INPUT RECORDS:
Start

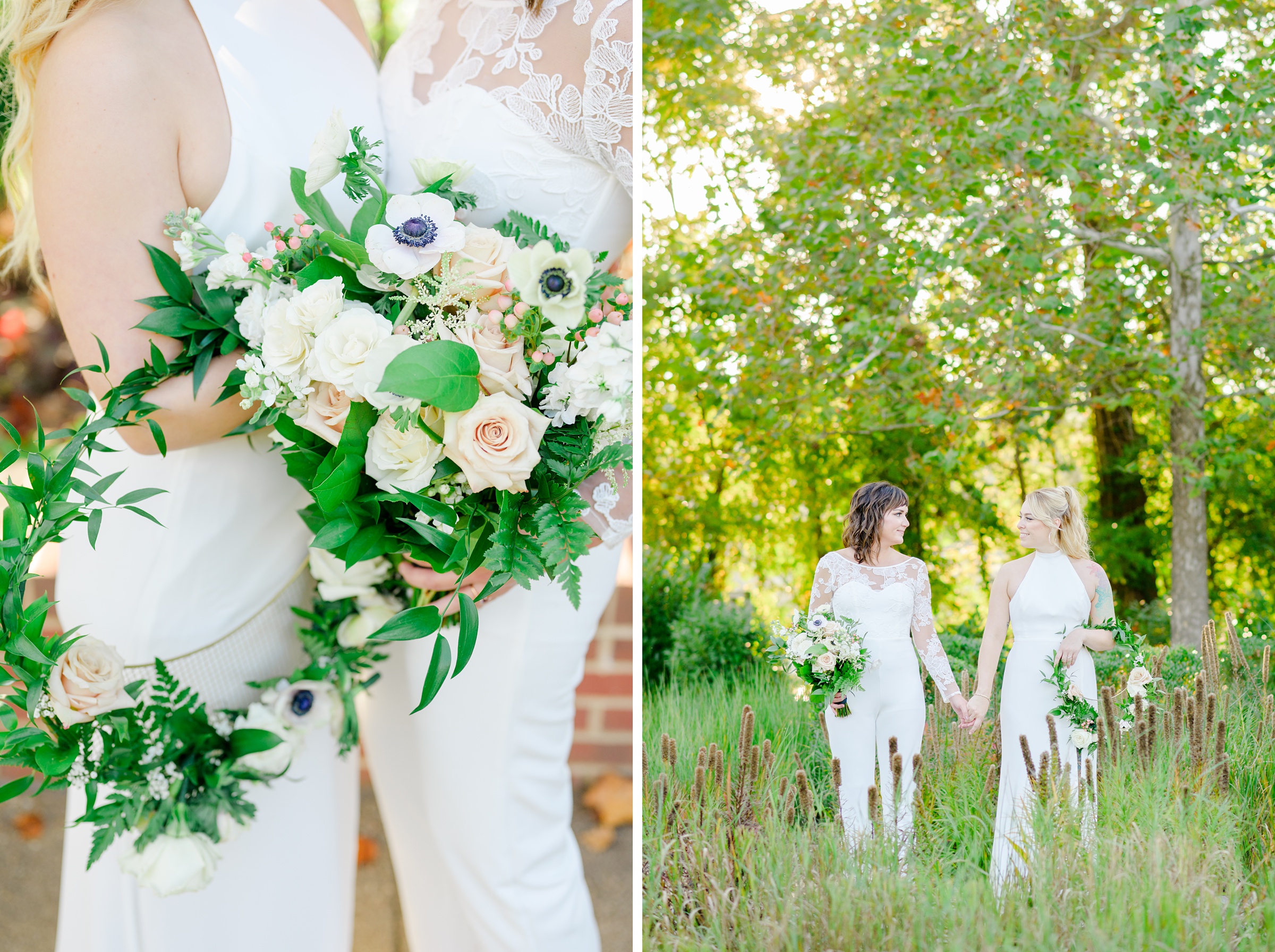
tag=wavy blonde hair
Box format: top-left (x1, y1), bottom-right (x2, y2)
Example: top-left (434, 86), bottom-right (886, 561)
top-left (0, 0), bottom-right (112, 287)
top-left (1023, 486), bottom-right (1089, 558)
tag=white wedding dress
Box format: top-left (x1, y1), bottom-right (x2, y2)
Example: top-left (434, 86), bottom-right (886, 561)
top-left (360, 0), bottom-right (634, 952)
top-left (810, 552), bottom-right (959, 843)
top-left (57, 0), bottom-right (381, 952)
top-left (991, 550), bottom-right (1098, 891)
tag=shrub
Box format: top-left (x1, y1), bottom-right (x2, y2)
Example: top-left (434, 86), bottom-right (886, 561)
top-left (668, 599), bottom-right (760, 683)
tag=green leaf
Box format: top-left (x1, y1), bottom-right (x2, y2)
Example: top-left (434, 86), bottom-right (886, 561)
top-left (369, 605), bottom-right (443, 641)
top-left (452, 591), bottom-right (478, 678)
top-left (0, 774), bottom-right (36, 803)
top-left (380, 341), bottom-right (482, 413)
top-left (141, 241), bottom-right (195, 304)
top-left (230, 728), bottom-right (283, 760)
top-left (290, 168), bottom-right (345, 234)
top-left (412, 633), bottom-right (452, 713)
top-left (319, 233), bottom-right (372, 270)
top-left (350, 195), bottom-right (381, 245)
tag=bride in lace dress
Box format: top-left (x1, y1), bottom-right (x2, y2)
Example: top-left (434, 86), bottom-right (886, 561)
top-left (810, 483), bottom-right (966, 843)
top-left (968, 486), bottom-right (1116, 892)
top-left (361, 0), bottom-right (634, 952)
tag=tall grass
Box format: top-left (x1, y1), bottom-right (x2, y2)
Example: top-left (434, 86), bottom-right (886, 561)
top-left (643, 670), bottom-right (1275, 952)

End

TASK INSTRUCTIONS: Rewrite every line of the items above as a JSON array of strings, one string per line, with blank lines omitted and the pictures left out.

TASK SOLUTION:
[
  "tag=wavy blonde hair",
  "Box format: top-left (x1, y1), bottom-right (x2, y2)",
  "Example: top-left (434, 86), bottom-right (886, 561)",
  "top-left (0, 0), bottom-right (112, 287)",
  "top-left (1023, 486), bottom-right (1089, 558)",
  "tag=white wedding dress",
  "Box format: top-left (x1, y1), bottom-right (x2, y2)",
  "Example: top-left (434, 86), bottom-right (886, 561)",
  "top-left (360, 0), bottom-right (634, 952)",
  "top-left (810, 552), bottom-right (959, 843)",
  "top-left (57, 0), bottom-right (381, 952)",
  "top-left (991, 550), bottom-right (1098, 891)",
  "tag=shrub",
  "Box format: top-left (x1, y1), bottom-right (x2, y2)",
  "Example: top-left (434, 86), bottom-right (886, 561)",
  "top-left (668, 599), bottom-right (760, 683)",
  "tag=green leaf",
  "Box format: top-left (x1, y1), bottom-right (x2, y2)",
  "Example: top-left (434, 86), bottom-right (886, 561)",
  "top-left (369, 605), bottom-right (443, 641)",
  "top-left (452, 591), bottom-right (478, 678)",
  "top-left (0, 774), bottom-right (36, 803)",
  "top-left (380, 341), bottom-right (482, 413)",
  "top-left (141, 241), bottom-right (195, 304)",
  "top-left (230, 728), bottom-right (283, 760)",
  "top-left (290, 168), bottom-right (345, 234)",
  "top-left (412, 633), bottom-right (452, 713)",
  "top-left (319, 233), bottom-right (372, 270)",
  "top-left (350, 195), bottom-right (381, 245)",
  "tag=bride in lace dress",
  "Box format: top-left (x1, y1), bottom-right (x2, y2)",
  "Example: top-left (434, 86), bottom-right (886, 561)",
  "top-left (810, 483), bottom-right (966, 843)",
  "top-left (968, 486), bottom-right (1116, 892)",
  "top-left (361, 0), bottom-right (634, 952)",
  "tag=tall grass",
  "Box format: top-left (x1, y1), bottom-right (x2, y2)",
  "Example: top-left (434, 86), bottom-right (886, 561)",
  "top-left (643, 670), bottom-right (1275, 952)"
]